[Start SUPPLIED INFORMATION]

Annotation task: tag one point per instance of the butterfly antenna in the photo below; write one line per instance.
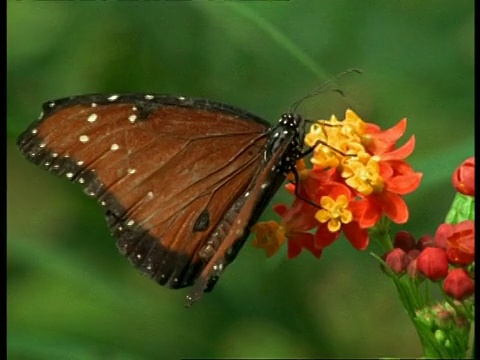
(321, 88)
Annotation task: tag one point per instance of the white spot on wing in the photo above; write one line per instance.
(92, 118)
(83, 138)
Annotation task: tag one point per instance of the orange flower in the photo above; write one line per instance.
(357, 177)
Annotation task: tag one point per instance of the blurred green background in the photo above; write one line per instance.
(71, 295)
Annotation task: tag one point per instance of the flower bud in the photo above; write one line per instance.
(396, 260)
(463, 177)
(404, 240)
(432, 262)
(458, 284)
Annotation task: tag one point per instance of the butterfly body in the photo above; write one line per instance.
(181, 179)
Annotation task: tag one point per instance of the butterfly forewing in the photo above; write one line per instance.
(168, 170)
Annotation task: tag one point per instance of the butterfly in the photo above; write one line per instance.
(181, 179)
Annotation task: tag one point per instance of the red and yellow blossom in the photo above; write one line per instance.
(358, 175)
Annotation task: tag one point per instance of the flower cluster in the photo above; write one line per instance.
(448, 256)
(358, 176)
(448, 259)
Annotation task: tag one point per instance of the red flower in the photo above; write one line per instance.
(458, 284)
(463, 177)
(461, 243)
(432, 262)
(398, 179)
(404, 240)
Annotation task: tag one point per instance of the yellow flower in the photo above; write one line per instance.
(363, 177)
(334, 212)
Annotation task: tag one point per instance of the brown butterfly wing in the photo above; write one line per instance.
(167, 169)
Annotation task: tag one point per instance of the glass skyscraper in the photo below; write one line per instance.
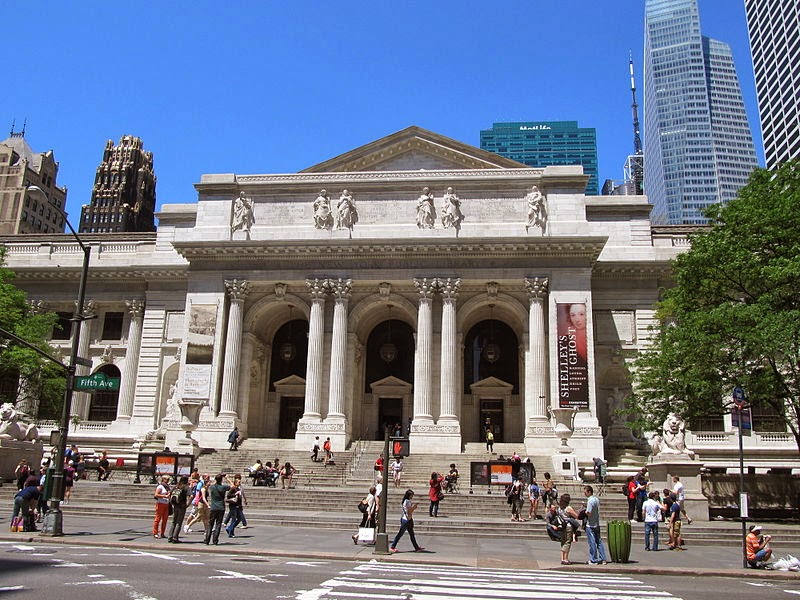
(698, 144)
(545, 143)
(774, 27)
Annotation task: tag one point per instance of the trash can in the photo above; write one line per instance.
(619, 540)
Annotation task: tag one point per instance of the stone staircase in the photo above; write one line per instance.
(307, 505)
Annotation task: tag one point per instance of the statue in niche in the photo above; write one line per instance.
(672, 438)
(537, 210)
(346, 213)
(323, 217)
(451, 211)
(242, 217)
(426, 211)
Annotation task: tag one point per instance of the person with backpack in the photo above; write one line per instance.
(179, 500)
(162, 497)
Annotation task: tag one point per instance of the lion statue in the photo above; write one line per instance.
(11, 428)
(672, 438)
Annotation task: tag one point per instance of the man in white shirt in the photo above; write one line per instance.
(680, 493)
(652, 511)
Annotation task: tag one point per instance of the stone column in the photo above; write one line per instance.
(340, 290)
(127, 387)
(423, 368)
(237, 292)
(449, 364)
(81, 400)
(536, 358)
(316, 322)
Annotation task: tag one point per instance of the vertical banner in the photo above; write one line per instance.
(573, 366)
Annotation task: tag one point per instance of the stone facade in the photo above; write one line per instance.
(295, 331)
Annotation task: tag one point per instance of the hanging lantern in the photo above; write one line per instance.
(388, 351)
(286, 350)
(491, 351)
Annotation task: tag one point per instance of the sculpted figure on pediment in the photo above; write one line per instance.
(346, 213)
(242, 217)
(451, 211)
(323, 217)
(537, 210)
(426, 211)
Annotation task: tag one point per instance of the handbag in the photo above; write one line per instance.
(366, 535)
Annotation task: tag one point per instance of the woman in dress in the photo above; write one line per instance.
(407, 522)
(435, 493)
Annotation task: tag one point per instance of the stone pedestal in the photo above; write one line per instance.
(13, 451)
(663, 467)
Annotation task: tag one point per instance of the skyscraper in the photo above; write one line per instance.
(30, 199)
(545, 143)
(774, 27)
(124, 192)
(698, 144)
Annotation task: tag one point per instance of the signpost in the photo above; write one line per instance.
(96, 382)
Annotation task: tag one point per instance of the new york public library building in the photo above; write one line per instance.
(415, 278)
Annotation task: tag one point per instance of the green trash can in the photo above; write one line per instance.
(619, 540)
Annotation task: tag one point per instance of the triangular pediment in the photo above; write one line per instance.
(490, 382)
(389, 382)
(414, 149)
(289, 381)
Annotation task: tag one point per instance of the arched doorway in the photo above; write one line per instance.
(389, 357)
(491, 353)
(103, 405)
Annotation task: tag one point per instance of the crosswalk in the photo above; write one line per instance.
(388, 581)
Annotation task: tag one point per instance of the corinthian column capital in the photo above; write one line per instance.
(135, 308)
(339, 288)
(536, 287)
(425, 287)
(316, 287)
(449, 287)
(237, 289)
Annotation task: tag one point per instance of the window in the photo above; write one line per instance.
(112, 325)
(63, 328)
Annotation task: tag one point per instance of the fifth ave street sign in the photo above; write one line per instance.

[End SUPPLIED INFORMATION]

TASK TO COMPLETE
Reproduce all entries exactly. Pictures do not belong in the copy.

RESPONSE BELOW
Annotation task: tag one point per instance of the butterfly antenna in the photo below; write one line per instance.
(321, 88)
Annotation task: tag one point per instance of the white spot on wing in the photo above; write one line per instance.
(92, 118)
(83, 138)
Annotation task: tag one point per instance of the orange flower in the photo above; write one line per instance.
(357, 177)
Annotation task: tag one point per instance of the blurred green background in the photo above; write one line per instance.
(71, 295)
Annotation task: tag one point per instance of the flower bud in the photo above; write one line per instance.
(396, 260)
(463, 177)
(404, 240)
(432, 262)
(458, 284)
Annotation task: tag one point per instance of the butterfly body in the photo above; write one line per instance.
(181, 179)
Annotation task: tag one point per instance of the butterfly forewing in the photo above; write one line per instance.
(168, 170)
Annotation task: tag one point per instance of the butterfly in the photo above; write one line per instance.
(181, 179)
Annotation task: tag one point per instance of the red and yellow blossom in the photo above; write one line per instance.
(358, 175)
Annotation task: tag one point per instance of the flower cluster in the photo above; write one line per instance.
(448, 256)
(358, 176)
(448, 259)
Annotation task: tag one point per instance of the red flower in the photo above; write one line per instance.
(458, 284)
(463, 177)
(461, 243)
(432, 262)
(398, 179)
(404, 240)
Annotation task: tag one point per instance of the yellow flower in the photo above; write one line per instance.
(363, 177)
(334, 212)
Annotation task: tag one point per instance of the brown butterfly wing in the photo above; write one line per instance.
(167, 169)
Annotation task: tag one point per instance of the glass skyscraper in the photo below; write one line per instance.
(698, 144)
(545, 143)
(774, 27)
Annotation task: tag one point per instance of the trash can in the photo above; write one line per instance.
(619, 540)
Annotation task: tag one point per instance of the stone staircase in the photo above; write one line per instance.
(307, 505)
Annotation task: tag one point per instance of the statue in niche in the photo above; write one line per instance.
(672, 438)
(537, 210)
(346, 213)
(323, 217)
(451, 211)
(242, 217)
(426, 211)
Annotation task: tag one point per instance of the person with backpack in the photo above; write one line per instance.
(179, 500)
(162, 497)
Annotation task: tag one point per instance of the lion statue in the photo above; write one line per instance.
(11, 428)
(672, 438)
Annotation task: tag one point per instance of the man in white shirt in the photo above; write one line per instance.
(680, 493)
(652, 511)
Annotation task: tag one point per instance of the stone column in the photo above; write one line per instance.
(340, 290)
(127, 387)
(423, 368)
(237, 292)
(449, 364)
(81, 400)
(536, 358)
(316, 322)
Annotation task: tag one point per instance of the vertical banner in the photo above; write one line per instance.
(573, 366)
Annotation task: tag one point per instance of the stone facade in the photo above; write one line per instance.
(295, 331)
Annotation task: tag one point per instance of the hanging lantern in the photo above; write one line per instance.
(388, 351)
(286, 350)
(491, 351)
Annotation task: tag one point per instance of the sculpted figure on pediment in the photo above; write one line per instance.
(346, 213)
(242, 217)
(451, 211)
(323, 217)
(537, 210)
(426, 211)
Annotation task: tag one point per instance of the handbag in the photo above; write one line per instance.
(366, 535)
Annotation task: tag one point per instance of the woman in dress in the photo above; write one line per instance.
(407, 522)
(435, 493)
Annotation task: tag one point per instance of the stone pedestal in the photo above; write one line per instance.
(13, 451)
(663, 467)
Annotation task: tag one point per instance of the skyscraper in the photo above; write one line per instance.
(30, 199)
(545, 143)
(774, 27)
(124, 192)
(698, 144)
Annotation task: tag one point per instance of the signpost in the photo above; write one line per instance.
(96, 382)
Annotation task: tag one point per instance of the new york public library building in the photo above; write one line per instance.
(415, 278)
Annotation task: tag one point per instance of the green trash can in the photo above; write one line per instance.
(619, 540)
Annotation task: tag one point per instance of the triangular pediment in the photo above; write one line per instance.
(490, 382)
(389, 382)
(414, 149)
(289, 381)
Annotation task: tag one point per instance of the arched doorway in the photo above; write one line per instance.
(389, 357)
(491, 353)
(103, 405)
Annotation task: tag one point per instance of the crosswalk in the photo above; write one line per instance.
(388, 581)
Annotation task: tag one point per instance of the corinthian column capital in the photo above; write one line per instance.
(135, 308)
(339, 288)
(536, 287)
(425, 287)
(316, 287)
(449, 287)
(237, 289)
Annotation task: tag one point per instance of the window in the photo above; write one line per instance.
(112, 325)
(63, 328)
Annotation task: tag one point per instance of the fifth ave street sign in the photo above; write one line per instance.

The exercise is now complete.